DOCUMENT EXTRACT:
----
Child welfare professionals should inform clients of the role of the court,
if any, and of their legal and procedural rights.
c.
Child welfare professionals should keep clients informed about the case plan
throughout the entire intervention.
d.
Child welfare professionals should obtain permission for intervention from a
legally authorized person when a client is legally incapable of giving informed
consent.
e.
Child welfare professionals should seek assent for intervention from clients
who are not capable of giving an informed consent, giving due consideration
to the clients’ preferences in pursuing their best interests.
2.04
Confidentiality
a.
Child welfare professionals should respect the confidentiality rights of clients
and those with whom they work or consult. Confidential information should be
used only for professional purposes and shared only with authorized parties.
b.
Child welfare professionals have a duty to be familiar with all relevant confidentiality
requirements and limitations found in federal and state laws and agency rules
that apply to the child welfare field.
c.
Child welfare professionals should inform clients of all relevant confidentiality
requirements and limitations.
----
WHAT THE TASK REQUIRES:
Reproduce verbatim everything in the child welfare standards excerpt from "Child welfare professionals should respect" down to "requirements and limitations.".
----
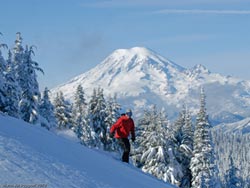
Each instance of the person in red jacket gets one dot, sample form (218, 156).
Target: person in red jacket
(121, 130)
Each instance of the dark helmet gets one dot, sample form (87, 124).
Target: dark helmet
(129, 112)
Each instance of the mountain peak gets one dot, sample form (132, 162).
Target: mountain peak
(137, 56)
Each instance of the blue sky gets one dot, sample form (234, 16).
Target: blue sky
(73, 36)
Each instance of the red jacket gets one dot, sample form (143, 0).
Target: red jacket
(123, 127)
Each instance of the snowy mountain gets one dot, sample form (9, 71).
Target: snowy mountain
(240, 127)
(141, 77)
(32, 156)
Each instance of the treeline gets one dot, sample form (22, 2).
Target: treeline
(180, 153)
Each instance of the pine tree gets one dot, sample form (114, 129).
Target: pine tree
(82, 126)
(30, 97)
(63, 112)
(203, 168)
(3, 93)
(97, 116)
(184, 142)
(46, 111)
(232, 176)
(25, 70)
(112, 111)
(156, 153)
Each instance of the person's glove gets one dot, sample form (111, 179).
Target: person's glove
(111, 135)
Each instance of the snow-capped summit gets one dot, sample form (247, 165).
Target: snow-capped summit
(141, 77)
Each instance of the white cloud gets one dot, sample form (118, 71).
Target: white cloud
(200, 11)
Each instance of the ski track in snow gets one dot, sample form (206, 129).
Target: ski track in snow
(31, 155)
(46, 169)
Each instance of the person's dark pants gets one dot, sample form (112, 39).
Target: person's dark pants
(124, 143)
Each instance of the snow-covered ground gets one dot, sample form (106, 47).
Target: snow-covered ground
(31, 156)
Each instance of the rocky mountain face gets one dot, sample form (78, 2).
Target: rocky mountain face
(140, 77)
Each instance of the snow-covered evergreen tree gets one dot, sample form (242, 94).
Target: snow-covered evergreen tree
(97, 107)
(3, 93)
(203, 168)
(63, 112)
(155, 150)
(46, 111)
(184, 142)
(233, 180)
(30, 96)
(25, 71)
(12, 89)
(82, 126)
(113, 113)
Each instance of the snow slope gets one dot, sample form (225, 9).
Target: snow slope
(141, 77)
(31, 155)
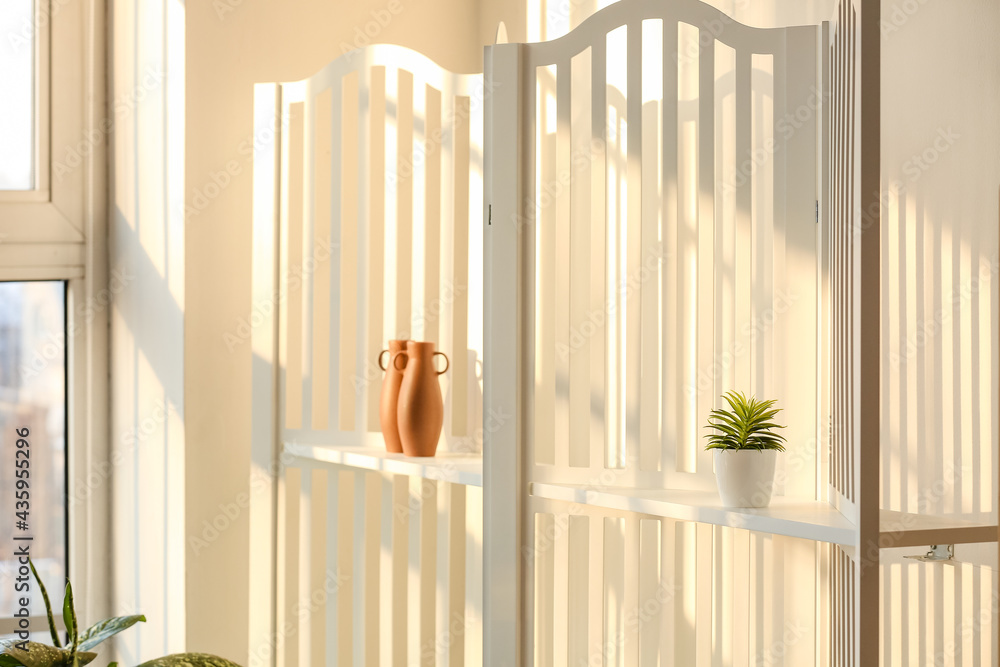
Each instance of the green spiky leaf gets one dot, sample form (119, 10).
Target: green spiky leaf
(39, 655)
(190, 660)
(747, 424)
(69, 616)
(106, 629)
(48, 606)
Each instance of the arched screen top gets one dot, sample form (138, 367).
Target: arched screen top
(376, 191)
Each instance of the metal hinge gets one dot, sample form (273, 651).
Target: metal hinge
(939, 553)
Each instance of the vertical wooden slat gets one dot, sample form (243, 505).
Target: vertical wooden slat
(685, 552)
(743, 244)
(544, 233)
(322, 166)
(365, 607)
(686, 279)
(653, 596)
(703, 568)
(740, 599)
(427, 608)
(300, 612)
(458, 614)
(444, 563)
(632, 595)
(583, 327)
(508, 310)
(345, 558)
(614, 591)
(562, 556)
(672, 585)
(595, 590)
(343, 113)
(472, 594)
(320, 576)
(701, 351)
(335, 572)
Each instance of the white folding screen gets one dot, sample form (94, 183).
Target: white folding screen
(367, 222)
(662, 210)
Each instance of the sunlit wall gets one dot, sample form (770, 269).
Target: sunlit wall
(145, 117)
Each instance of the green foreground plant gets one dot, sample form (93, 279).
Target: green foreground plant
(748, 424)
(15, 653)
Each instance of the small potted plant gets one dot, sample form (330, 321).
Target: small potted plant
(745, 445)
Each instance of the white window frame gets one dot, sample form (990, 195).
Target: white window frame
(58, 231)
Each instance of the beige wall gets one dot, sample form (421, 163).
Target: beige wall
(146, 248)
(227, 52)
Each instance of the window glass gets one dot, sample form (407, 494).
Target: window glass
(33, 397)
(17, 61)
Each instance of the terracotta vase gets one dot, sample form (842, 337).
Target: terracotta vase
(390, 393)
(420, 410)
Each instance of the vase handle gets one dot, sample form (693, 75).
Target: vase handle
(447, 363)
(397, 356)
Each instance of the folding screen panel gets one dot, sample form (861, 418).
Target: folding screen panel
(367, 226)
(662, 207)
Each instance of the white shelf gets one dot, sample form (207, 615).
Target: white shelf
(451, 467)
(808, 519)
(899, 529)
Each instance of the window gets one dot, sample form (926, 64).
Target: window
(33, 396)
(17, 74)
(54, 283)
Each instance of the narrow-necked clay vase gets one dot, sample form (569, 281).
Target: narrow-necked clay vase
(390, 394)
(420, 410)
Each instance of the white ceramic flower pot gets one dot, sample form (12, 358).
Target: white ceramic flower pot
(745, 477)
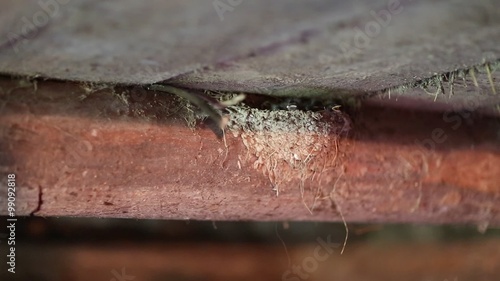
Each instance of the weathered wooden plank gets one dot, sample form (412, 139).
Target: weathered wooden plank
(124, 152)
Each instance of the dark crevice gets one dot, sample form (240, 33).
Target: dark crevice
(40, 202)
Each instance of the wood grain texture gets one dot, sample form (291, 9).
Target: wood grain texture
(125, 152)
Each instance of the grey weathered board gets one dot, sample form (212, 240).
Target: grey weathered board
(135, 151)
(304, 48)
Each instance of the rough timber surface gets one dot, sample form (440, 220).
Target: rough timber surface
(125, 152)
(296, 48)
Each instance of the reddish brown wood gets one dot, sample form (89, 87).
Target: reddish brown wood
(122, 152)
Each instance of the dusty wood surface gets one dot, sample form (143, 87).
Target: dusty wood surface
(125, 152)
(325, 48)
(410, 261)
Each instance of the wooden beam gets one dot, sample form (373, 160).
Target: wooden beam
(80, 150)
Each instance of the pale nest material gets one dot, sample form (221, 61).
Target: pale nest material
(289, 144)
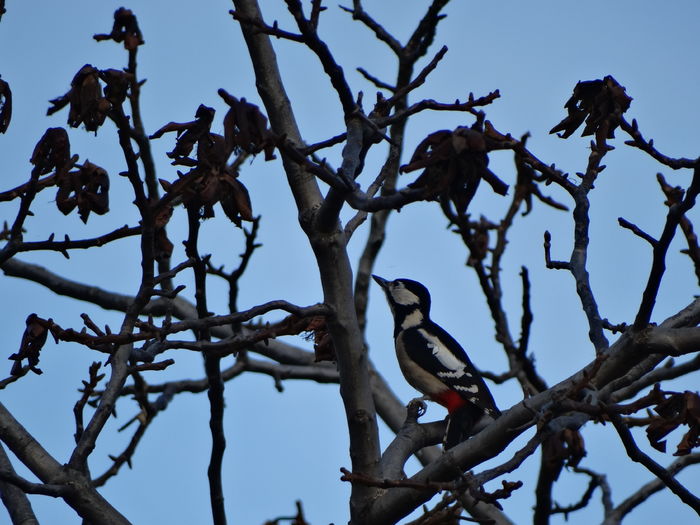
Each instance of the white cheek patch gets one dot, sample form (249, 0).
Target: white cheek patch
(472, 389)
(403, 297)
(413, 319)
(442, 354)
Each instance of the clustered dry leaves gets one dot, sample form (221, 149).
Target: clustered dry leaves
(86, 188)
(453, 163)
(674, 410)
(600, 103)
(212, 180)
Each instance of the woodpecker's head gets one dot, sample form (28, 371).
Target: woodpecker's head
(409, 300)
----
COMPLETE ANSWER:
Child welfare professionals should respect the confidentiality rights of clients
and those with whom they work or consult. Confidential information should be
used only for professional purposes and shared only with authorized parties.
b.
Child welfare professionals have a duty to be familiar with all relevant confidentiality
requirements and limitations found in federal and state laws and agency rules
that apply to the child welfare field.
c.
Child welfare professionals should inform clients of all relevant confidentiality
requirements and limitations.